* WRITTEN INSTRUCTION *
Write the next few sentences of the film review below, carrying on after its final sentence.

** START OF EXCERPT **

But in the end what makes the film are three prominent bad guys; John Glover (charismatically manipulative scumbag), Clarence Williams III (coldly intense) and Robert Trebor (seamlessly twitchy). Each adding their own distinguishable traits and clashing personalities that would go on to become their eventual downfalls, which Scheider's character perfectly sets out to achieve. As they soon turn on each other and watch as the tables are constantly turn in who's actually in control of the situation. Leonard's dedicated material is highly engrossing in its impulsive layout (no one is truly spared from its cruel and sleazy tone), and Frankenheimer's tough-as-nails direction is brisk, leering and intensely full-blooded in its conviction to the premise. Some set-pieces truly stand-out mixing morbidly uncomfortable humour with blaring violence.

** END OF EXCERPT **
** START OF DATASET EXTRACT **

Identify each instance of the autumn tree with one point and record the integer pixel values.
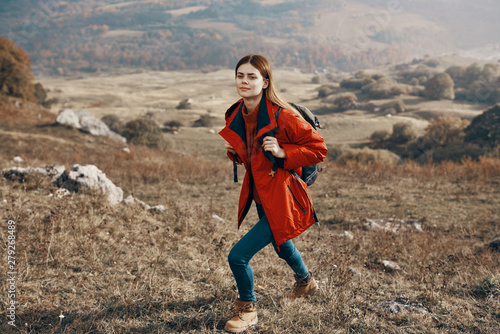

** END OF DATASET EXTRACT **

* TASK RESPONSE *
Rounding off the cast you have a young Kelly Preston who's believably naïve and Vanity is palatable as one of the strippers working in the seedy LA backdrop. Also popping in are porn stars Ron Jeremy and Amber Lynn. Jost Vacano's burnish cinematography is on the spot, the editing is tidely spliced and Gary Chang's electrifying score packs a consuming rhythm.

Simply put this has got to be one of the best harrowing thrillers of the 80s (probably Cannon's most commendable production in its typical staples), that even harks back to the searing roughness of the benchmark 70s hard-boiled fodder.

Leonard's source material was used two years earlier in director J. Lee Thompson's middle east political thriller 'The Ambassador'.